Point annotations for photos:
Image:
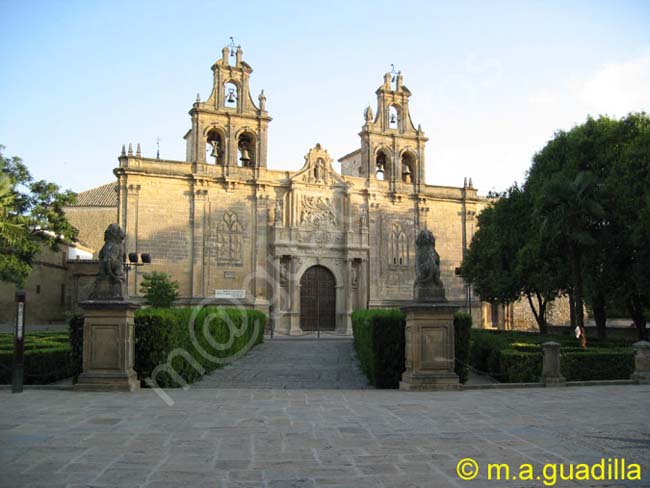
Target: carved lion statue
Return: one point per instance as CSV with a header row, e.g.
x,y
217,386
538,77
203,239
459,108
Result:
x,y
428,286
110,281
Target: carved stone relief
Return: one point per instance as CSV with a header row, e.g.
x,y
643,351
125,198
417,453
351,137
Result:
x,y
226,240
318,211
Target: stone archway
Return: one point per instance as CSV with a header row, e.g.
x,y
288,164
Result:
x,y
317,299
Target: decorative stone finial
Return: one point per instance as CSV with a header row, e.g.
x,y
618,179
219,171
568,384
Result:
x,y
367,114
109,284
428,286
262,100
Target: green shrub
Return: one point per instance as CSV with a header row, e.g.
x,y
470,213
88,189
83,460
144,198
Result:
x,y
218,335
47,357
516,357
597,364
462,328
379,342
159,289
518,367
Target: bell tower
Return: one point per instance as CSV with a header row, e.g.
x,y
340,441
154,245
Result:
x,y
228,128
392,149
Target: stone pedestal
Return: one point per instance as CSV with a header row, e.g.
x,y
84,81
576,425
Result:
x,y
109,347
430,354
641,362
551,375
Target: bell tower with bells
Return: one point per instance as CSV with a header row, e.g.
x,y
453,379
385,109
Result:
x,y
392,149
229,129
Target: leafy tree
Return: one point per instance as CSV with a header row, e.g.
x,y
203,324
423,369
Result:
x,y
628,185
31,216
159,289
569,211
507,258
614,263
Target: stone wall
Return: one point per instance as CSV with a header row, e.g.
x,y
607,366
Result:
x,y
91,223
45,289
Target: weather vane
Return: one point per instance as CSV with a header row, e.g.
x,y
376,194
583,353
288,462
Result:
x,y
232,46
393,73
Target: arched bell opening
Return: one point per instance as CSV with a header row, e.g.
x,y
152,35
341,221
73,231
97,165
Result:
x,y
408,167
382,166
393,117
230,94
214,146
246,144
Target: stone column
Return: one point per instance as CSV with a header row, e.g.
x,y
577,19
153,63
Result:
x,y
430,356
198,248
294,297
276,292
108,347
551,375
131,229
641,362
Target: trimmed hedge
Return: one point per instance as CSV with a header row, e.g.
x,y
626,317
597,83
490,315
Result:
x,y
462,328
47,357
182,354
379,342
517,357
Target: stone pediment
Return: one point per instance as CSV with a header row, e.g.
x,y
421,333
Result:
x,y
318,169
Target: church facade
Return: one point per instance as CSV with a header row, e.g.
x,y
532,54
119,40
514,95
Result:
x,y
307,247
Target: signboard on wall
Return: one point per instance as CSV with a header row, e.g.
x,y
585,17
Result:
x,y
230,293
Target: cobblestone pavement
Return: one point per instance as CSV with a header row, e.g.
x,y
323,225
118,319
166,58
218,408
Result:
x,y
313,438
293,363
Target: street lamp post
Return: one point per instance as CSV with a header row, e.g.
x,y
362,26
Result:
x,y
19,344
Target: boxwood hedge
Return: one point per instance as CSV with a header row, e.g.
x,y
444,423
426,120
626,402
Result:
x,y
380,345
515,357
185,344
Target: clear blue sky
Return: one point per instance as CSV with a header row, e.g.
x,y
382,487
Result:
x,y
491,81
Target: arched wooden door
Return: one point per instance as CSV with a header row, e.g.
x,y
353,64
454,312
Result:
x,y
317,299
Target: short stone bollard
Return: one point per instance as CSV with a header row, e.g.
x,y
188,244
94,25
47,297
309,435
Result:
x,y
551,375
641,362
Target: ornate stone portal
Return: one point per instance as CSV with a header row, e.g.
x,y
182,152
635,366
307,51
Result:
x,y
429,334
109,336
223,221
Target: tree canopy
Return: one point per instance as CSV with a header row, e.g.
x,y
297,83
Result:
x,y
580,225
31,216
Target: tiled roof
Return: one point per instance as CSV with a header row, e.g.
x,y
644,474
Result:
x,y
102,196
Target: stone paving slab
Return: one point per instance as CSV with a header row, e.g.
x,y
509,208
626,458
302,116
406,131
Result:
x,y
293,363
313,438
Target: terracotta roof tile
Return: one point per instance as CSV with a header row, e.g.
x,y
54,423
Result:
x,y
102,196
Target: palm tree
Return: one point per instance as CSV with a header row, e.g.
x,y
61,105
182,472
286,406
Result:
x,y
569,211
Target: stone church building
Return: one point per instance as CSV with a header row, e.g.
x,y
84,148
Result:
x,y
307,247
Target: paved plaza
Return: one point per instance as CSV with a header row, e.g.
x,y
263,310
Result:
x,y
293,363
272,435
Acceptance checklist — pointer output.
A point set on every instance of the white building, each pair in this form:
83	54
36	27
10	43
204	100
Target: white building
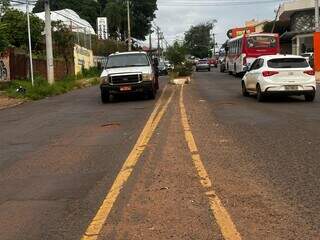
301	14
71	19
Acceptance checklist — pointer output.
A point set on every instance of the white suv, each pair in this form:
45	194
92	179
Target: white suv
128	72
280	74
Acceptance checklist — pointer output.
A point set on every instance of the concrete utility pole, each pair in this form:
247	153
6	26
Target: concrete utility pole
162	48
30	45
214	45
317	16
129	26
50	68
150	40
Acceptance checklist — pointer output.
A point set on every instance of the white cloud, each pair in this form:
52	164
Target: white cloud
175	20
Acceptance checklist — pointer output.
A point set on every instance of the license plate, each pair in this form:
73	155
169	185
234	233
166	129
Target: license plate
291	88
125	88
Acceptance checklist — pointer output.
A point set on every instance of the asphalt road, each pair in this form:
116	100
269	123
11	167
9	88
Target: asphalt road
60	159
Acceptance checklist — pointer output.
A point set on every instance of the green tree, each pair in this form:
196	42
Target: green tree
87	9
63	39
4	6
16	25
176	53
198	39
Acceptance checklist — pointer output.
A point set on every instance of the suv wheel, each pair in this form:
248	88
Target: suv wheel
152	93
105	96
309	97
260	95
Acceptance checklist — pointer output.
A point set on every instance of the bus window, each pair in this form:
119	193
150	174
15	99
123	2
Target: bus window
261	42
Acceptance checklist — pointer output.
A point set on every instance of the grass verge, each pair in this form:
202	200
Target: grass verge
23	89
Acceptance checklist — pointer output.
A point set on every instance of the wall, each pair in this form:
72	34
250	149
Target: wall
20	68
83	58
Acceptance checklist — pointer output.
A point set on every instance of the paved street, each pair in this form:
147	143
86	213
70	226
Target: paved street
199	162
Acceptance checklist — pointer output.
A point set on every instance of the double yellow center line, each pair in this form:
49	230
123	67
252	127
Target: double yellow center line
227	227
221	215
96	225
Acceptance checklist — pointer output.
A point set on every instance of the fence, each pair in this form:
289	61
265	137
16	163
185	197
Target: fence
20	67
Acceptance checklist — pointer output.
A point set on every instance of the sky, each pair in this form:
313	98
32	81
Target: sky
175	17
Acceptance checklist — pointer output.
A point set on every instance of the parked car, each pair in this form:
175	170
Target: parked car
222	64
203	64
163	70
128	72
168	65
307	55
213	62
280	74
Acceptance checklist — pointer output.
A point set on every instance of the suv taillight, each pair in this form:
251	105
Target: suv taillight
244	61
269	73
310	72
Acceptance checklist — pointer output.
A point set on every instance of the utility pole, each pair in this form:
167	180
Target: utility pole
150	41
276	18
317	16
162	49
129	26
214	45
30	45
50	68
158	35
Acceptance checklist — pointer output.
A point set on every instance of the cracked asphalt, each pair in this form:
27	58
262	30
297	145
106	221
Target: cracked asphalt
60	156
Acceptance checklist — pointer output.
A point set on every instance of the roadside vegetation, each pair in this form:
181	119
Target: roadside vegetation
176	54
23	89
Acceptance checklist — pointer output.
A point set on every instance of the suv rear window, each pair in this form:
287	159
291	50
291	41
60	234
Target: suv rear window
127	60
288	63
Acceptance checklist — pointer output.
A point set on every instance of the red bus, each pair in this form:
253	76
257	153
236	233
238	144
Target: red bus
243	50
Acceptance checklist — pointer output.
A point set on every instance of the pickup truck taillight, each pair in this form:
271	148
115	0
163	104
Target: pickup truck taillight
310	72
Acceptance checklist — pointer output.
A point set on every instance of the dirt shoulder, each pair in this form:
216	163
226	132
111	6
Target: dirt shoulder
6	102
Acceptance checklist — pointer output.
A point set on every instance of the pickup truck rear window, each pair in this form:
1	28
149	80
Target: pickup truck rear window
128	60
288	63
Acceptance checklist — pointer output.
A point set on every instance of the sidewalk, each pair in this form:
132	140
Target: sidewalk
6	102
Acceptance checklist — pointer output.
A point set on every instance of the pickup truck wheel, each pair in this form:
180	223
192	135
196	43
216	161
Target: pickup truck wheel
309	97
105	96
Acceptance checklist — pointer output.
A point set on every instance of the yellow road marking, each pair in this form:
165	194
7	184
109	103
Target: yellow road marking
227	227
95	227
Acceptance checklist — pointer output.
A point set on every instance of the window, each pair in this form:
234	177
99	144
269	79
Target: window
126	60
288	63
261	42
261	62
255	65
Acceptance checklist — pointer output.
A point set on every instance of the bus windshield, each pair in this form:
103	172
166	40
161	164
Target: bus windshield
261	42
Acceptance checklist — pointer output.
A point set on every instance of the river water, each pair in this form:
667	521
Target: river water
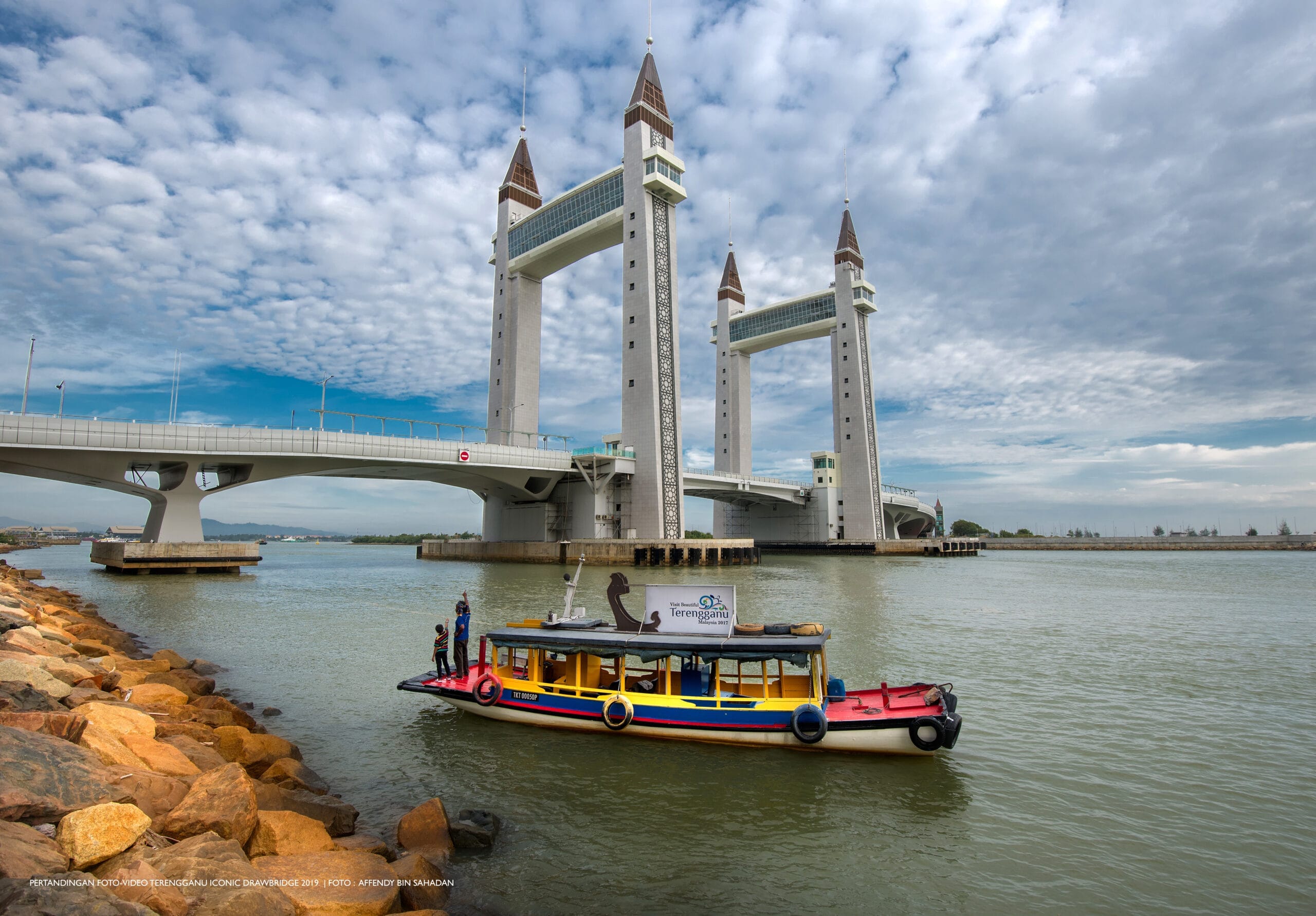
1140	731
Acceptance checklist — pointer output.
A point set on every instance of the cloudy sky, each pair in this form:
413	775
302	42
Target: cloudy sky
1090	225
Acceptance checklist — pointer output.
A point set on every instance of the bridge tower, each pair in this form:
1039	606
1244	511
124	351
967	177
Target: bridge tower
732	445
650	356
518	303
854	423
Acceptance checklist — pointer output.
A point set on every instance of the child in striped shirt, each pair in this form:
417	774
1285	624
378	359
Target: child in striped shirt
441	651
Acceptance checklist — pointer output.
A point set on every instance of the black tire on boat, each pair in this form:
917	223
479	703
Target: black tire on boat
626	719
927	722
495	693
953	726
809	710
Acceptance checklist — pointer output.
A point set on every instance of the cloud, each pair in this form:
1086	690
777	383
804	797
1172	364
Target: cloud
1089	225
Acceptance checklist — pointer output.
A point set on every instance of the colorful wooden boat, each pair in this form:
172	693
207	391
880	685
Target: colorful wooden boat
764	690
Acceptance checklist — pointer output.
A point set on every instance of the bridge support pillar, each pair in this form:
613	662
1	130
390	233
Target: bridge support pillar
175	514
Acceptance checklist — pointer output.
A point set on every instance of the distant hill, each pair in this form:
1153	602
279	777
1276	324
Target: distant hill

Exercise description: Locate every line in the material that contains the word "truck" and copy those lines, treating uppercase and lowercase as different.

Solution below:
A point set on every instance of the pickup truck taillight, each pair in this form:
Target: pickup truck taillight
A point set on every instance of the pickup truck rear window, each pair in this form:
Target: pickup truck rear window
A point set on every instance of the pickup truck wheel, each pair in this form:
Target: pickup truck wheel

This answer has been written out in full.